Exercise task:
Reproduce verbatim the part of the material below that opens with the line containing "on the ferry" and runs through the end of the material, both ends included.

----- Task material -----

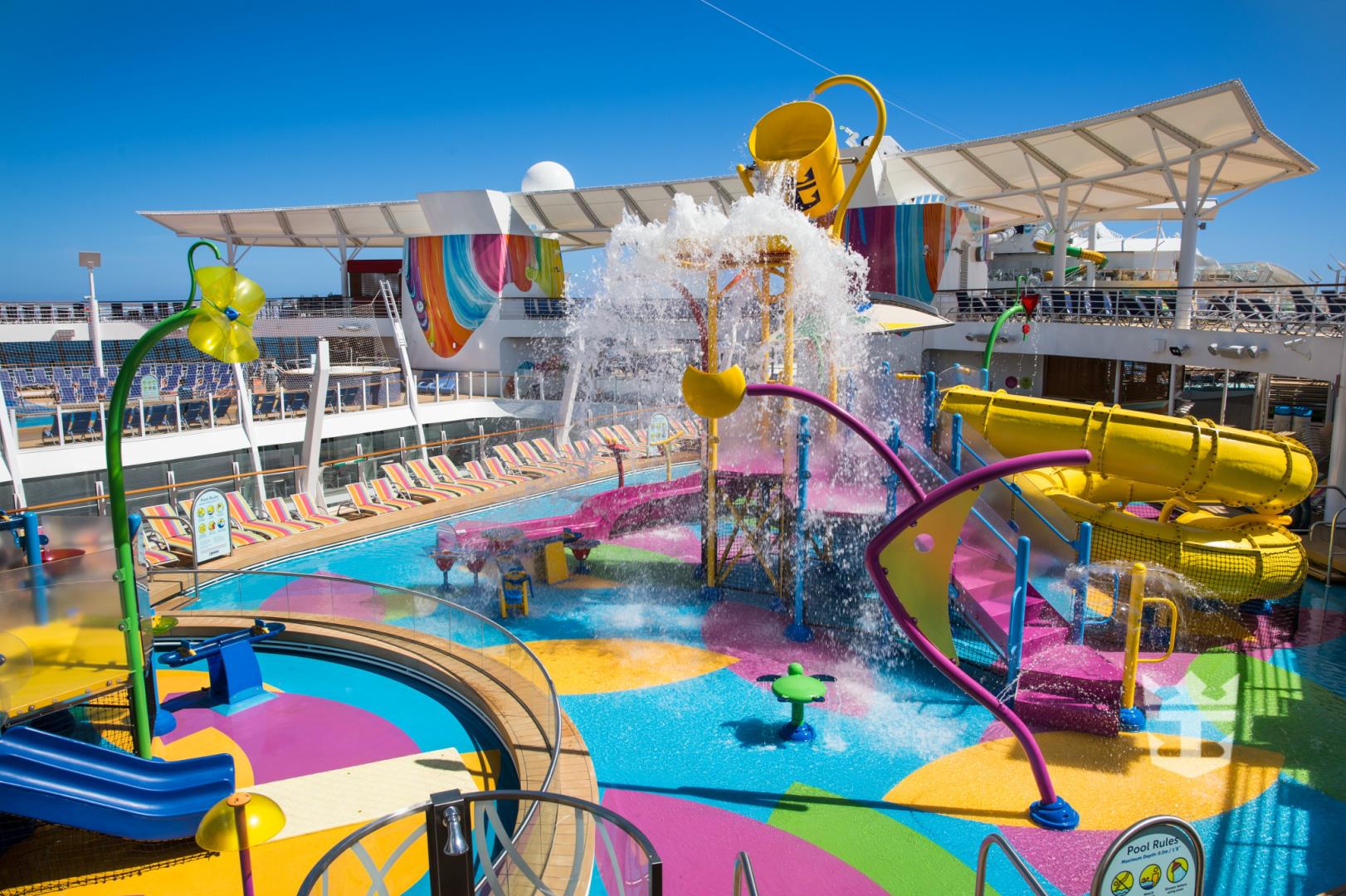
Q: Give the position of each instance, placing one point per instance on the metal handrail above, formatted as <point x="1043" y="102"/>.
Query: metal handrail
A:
<point x="744" y="874"/>
<point x="315" y="874"/>
<point x="551" y="686"/>
<point x="1331" y="543"/>
<point x="975" y="512"/>
<point x="1018" y="493"/>
<point x="1015" y="859"/>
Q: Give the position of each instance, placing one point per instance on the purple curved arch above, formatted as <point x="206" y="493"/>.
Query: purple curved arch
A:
<point x="922" y="504"/>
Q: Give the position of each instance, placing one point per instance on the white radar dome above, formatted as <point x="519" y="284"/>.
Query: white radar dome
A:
<point x="547" y="175"/>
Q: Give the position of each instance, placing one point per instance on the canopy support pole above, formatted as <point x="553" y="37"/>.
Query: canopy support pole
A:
<point x="1188" y="251"/>
<point x="1062" y="238"/>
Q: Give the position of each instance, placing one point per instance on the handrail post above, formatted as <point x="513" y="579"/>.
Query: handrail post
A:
<point x="1084" y="556"/>
<point x="1129" y="716"/>
<point x="1018" y="611"/>
<point x="956" y="444"/>
<point x="1331" y="548"/>
<point x="984" y="856"/>
<point x="448" y="842"/>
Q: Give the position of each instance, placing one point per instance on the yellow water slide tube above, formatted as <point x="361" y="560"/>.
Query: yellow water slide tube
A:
<point x="1097" y="259"/>
<point x="1181" y="462"/>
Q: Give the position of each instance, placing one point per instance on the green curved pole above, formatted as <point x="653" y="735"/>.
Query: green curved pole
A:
<point x="995" y="331"/>
<point x="125" y="575"/>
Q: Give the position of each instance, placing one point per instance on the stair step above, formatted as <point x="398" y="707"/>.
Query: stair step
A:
<point x="1073" y="670"/>
<point x="1066" y="713"/>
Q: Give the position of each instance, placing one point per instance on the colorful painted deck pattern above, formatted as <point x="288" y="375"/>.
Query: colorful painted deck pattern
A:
<point x="324" y="714"/>
<point x="906" y="775"/>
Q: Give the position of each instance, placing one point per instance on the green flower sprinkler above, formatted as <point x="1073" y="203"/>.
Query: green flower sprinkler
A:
<point x="797" y="689"/>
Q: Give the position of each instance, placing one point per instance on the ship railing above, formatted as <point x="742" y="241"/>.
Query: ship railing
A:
<point x="1296" y="309"/>
<point x="363" y="465"/>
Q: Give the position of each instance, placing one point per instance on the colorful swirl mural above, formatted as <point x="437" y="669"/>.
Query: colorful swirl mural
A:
<point x="908" y="246"/>
<point x="454" y="281"/>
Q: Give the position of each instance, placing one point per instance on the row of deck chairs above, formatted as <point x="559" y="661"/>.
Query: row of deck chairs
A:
<point x="1320" y="311"/>
<point x="419" y="482"/>
<point x="168" y="537"/>
<point x="402" y="486"/>
<point x="266" y="404"/>
<point x="77" y="426"/>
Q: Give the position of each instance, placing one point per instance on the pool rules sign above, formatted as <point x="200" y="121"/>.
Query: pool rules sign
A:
<point x="210" y="526"/>
<point x="1158" y="856"/>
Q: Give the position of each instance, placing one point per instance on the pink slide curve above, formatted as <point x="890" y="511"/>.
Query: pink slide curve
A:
<point x="597" y="517"/>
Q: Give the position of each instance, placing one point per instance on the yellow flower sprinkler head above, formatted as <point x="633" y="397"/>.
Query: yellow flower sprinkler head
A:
<point x="222" y="327"/>
<point x="714" y="394"/>
<point x="218" y="829"/>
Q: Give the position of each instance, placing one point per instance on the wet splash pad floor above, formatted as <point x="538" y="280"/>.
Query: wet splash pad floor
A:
<point x="906" y="775"/>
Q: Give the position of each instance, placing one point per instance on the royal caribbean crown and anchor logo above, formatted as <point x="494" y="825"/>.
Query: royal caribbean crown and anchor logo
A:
<point x="807" y="181"/>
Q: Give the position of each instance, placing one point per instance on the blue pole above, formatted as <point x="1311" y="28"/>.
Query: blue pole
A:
<point x="1018" y="608"/>
<point x="798" y="630"/>
<point x="32" y="549"/>
<point x="930" y="407"/>
<point x="890" y="504"/>
<point x="1084" y="556"/>
<point x="956" y="444"/>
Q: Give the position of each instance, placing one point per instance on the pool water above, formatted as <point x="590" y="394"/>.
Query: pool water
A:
<point x="906" y="775"/>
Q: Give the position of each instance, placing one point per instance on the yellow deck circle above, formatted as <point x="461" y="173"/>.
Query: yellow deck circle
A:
<point x="601" y="665"/>
<point x="1109" y="781"/>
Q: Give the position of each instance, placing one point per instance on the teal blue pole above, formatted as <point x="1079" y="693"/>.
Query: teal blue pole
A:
<point x="890" y="504"/>
<point x="932" y="392"/>
<point x="798" y="630"/>
<point x="32" y="548"/>
<point x="1084" y="556"/>
<point x="1018" y="610"/>
<point x="956" y="444"/>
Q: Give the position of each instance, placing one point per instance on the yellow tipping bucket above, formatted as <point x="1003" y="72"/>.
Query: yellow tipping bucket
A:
<point x="805" y="134"/>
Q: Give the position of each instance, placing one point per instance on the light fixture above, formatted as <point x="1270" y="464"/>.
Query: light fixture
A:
<point x="456" y="844"/>
<point x="1235" y="352"/>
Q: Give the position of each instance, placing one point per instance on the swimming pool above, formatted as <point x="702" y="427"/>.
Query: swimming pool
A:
<point x="906" y="775"/>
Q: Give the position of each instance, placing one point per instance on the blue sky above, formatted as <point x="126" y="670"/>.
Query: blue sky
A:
<point x="115" y="108"/>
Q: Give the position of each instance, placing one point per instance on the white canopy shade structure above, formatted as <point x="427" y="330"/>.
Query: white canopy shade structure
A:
<point x="579" y="218"/>
<point x="1166" y="159"/>
<point x="1109" y="164"/>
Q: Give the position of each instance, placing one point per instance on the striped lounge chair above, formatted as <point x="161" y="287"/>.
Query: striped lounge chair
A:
<point x="629" y="437"/>
<point x="363" y="504"/>
<point x="580" y="450"/>
<point x="244" y="519"/>
<point x="237" y="536"/>
<point x="606" y="437"/>
<point x="400" y="476"/>
<point x="548" y="451"/>
<point x="495" y="474"/>
<point x="513" y="462"/>
<point x="452" y="475"/>
<point x="310" y="512"/>
<point x="430" y="475"/>
<point x="170" y="530"/>
<point x="498" y="471"/>
<point x="532" y="455"/>
<point x="279" y="512"/>
<point x="387" y="494"/>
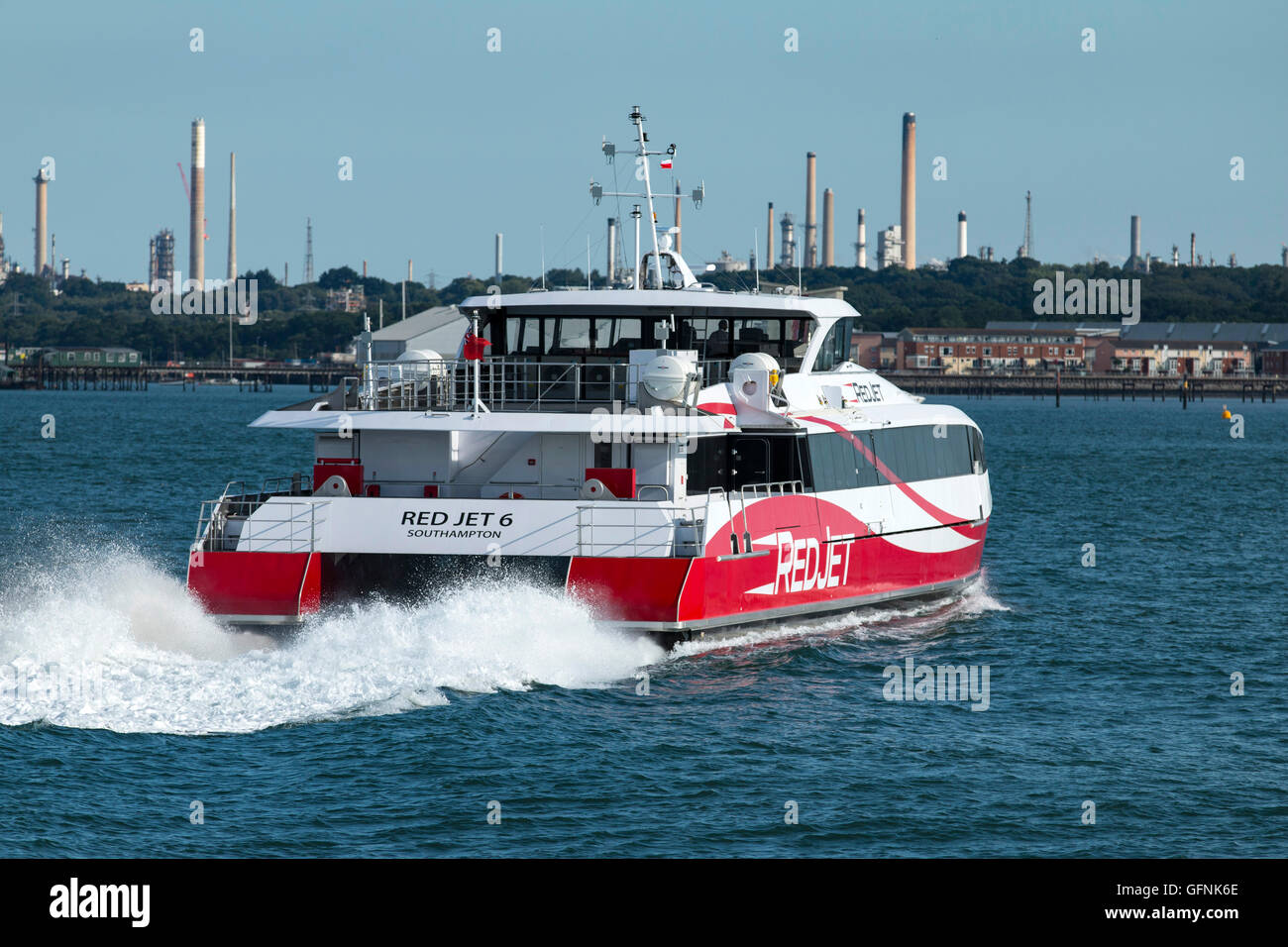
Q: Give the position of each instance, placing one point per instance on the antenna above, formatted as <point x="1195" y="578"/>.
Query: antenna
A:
<point x="643" y="154"/>
<point x="308" y="250"/>
<point x="1026" y="250"/>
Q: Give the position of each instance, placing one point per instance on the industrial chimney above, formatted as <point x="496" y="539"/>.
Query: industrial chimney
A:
<point x="828" y="245"/>
<point x="787" y="244"/>
<point x="769" y="239"/>
<point x="861" y="260"/>
<point x="232" y="217"/>
<point x="810" y="221"/>
<point x="197" y="206"/>
<point x="909" y="196"/>
<point x="42" y="222"/>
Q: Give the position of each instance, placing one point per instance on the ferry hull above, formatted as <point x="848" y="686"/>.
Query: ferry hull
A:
<point x="673" y="598"/>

-----

Completed exercise:
Q: Give the position of each instance, placing one point per instance on the ferry hull above, formatted as <point x="848" y="686"/>.
Query: ferry hull
A:
<point x="673" y="598"/>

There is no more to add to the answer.